Metin Bölümü ::
Araştırmacı Halk Bilimci Yazar Ülkü Önal’ın Şavşat İzlenimleri

03/07/2012 15:29


Haber: Hayati Akbaş







Artvin’in Ardanuç ilçesi doğumlu Halk bilimleri araştırma yazıları ile tanınan Ülkü Önal araştırmalarına devam ediyor. Önal bu defa da Şavşat ilçesinde yaptığı araştırma sonuçlarını okurları ile buluşturdu. İşte Önal’ın kaleminden Artvin ili Şavşat ilçesi:

“Şavşat yurdumuzun şirin ve okuryazarlığı yüksek bir ilçesidir. Halk kültürü de son derece zengindir. Bu zenginlik derlenip gelecek kuşaklara bırakma çalışmaları yetersizdir.

Destek olmadığı için dar imkânlarımla derlediğim derlemelerin bir kaçını okuyucularımla paylaşmak istedim.



KARA GÖL EFSANESİ:

Şavşat ilçesinin Meşeli köyünün başında, Agara mevkiin de Kara Göl bulunmakta. Şu anda turistik bir mesire yeridir. Kara Göl köy de yaşayan beylerin arazisiymiş, çiftlikmiş. Beyinin hizmetçisi, çilgayla tarla koşuyormuş. Hizmetçinin kızı da hotaklık yapıyormuş. Beyde başlarındaymış. Bir müddet sonra bir fırtına kopuyor gök gürlüyor şimşekler çakıyor. Yağmur yağıyor. O zamana kadar görülmemiş bir tufan oluyor. Oradaki insanları öküzleri içine alıp göl oluşuyor. Aradan bir zaman geçtikten sonra, kızın saçları köyün altındaki Tavzet mahallesinden çıkmış. Bu gün dahi gölün etrafı ağaçlarla çevrilidir.

Çıkarılan Veriler ::
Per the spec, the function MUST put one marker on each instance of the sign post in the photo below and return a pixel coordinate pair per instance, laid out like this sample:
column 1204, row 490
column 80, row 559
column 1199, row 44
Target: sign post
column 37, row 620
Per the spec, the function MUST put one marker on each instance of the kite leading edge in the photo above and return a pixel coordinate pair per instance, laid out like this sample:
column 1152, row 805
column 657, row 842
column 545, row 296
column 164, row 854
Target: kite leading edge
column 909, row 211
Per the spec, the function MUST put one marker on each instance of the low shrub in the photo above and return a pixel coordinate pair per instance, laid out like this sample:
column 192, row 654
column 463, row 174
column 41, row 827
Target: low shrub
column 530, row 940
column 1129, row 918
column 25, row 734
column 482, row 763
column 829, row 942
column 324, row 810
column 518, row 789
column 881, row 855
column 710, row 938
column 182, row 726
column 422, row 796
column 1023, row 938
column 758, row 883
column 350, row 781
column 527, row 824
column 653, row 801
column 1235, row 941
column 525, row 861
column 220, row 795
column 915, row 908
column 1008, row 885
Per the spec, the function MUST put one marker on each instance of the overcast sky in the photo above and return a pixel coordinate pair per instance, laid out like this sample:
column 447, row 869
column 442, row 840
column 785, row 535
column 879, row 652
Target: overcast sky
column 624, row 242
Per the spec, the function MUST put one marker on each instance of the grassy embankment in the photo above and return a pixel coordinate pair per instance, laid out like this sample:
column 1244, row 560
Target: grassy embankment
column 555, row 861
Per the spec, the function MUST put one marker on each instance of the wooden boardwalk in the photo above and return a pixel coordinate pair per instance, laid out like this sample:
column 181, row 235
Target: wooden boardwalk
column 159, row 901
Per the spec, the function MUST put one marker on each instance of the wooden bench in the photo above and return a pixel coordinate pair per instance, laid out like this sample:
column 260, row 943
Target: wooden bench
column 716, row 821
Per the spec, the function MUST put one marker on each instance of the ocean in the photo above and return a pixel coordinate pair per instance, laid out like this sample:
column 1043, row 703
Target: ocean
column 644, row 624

Yapılacak Çalışmalar ::
[1] Şavşat yazısından "Artvin’in Ardanuç ilçesi" sözleriyle başlayıp "bırakma çalışmaları yetersizdir." sözlerine kadar uzanan bölümü harfi harfine alıntılayınız.
[2] Şavşat yazısına göre aşağıdaki soruları yanıtlayınız.
(a) Ülkü Önal hangi ilçe doğumludur?
(b) Kara Göl hangi köyün başında, hangi mevkide bulunmaktadır?
(c) Efsaneye göre kızın saçları nereden çıkmıştır?
[3] Şavşat yazısını son cümlesinden sonra gelecek biçimde devam ettiriniz.

Yazılı Yanıtlar ::
[1]
Artvin’in Ardanuç ilçesi doğumlu Halk bilimleri araştırma yazıları ile tanınan Ülkü Önal araştırmalarına devam ediyor. Önal bu defa da Şavşat ilçesinde yaptığı araştırma sonuçlarını okurları ile buluşturdu. İşte Önal’ın kaleminden Artvin ili Şavşat ilçesi:

“Şavşat yurdumuzun şirin ve okuryazarlığı yüksek bir ilçesidir. Halk kültürü de son derece zengindir. Bu zenginlik derlenip gelecek kuşaklara bırakma çalışmaları yetersizdir.

[2]
(a) Artvin'in Ardanuç ilçesi doğumludur.
(b) Meşeli köyünün başında, Agara mevkiinde bulunmaktadır.
(c) Köyün altındaki Tavzet mahallesinden çıkmıştır.

[3]
Çilga: Ahşap ilkel saban.

Hotak: Çift sürülürken öküzlerinin önünde kılavuzluk eden kişi.

Elminur Akyıldız

Meşeli köyü.

2004

Meşeli köyünün ortasında düz arazide toprak yığılarak höyük şeklinde tepecik oluşmuş. Tepesinde kale yapmışlar. Toprak altında evler varmış. Burada yaşayanların 7 km. yukarıdaki Pınarlı köyünde hayvanları varmış. İnekler orada sağılır. Sütler pörenklerle kaleye gelirmiş. Bu kalenin ve pörenklerin kalıntıları halen mevcut. ( Ekte fotoğrafları olan bu höyük hiçbir kitaba geçmemiş. )

Selim AKYILDIZ

2004

K SATLEL Kalesinden beyaz atlı, beyaz elbiseli kılıçlı bir atlının atının nallarından kıvılcım saçarak indiğini gören iki kişi var. Satlel kalesi cinli.

PERİ KIZI: Kendi kendine atın kuyruğu ve yelesi örülürdü. Babam peri kızlarının ördüğünü söylerdi. Bismillah denilirse gelmez. Peri kızına iğne batırılırsa sihir bozulurmuş.

Hh Halis kaya-Yavuzköy

LOKMA KUTİ

Bir varmış bir yokmuş. Bir oğlanla anası yaşarmış. Oğlanın evlenme çağı gelince gelin getirmiş. Birlikte mutlu bir şekilde yaşıyorlar. Bir zaman sonra gelin bir adama aşık oluyor. Kocası işe gittiğin de kurosunu eve alıyor. Kaynanasına da diyor ki :” Eğer oğluna dersen, senide onu da öldürürüz. ” Kadın korkudan ses çıkaramıyor. İkisi çalıp kaynanasını oynatıyorlar.

Oynamaktan yorulup helak oluyor. Oğluna da çok iş yapıp yorulduğunu söylüyor.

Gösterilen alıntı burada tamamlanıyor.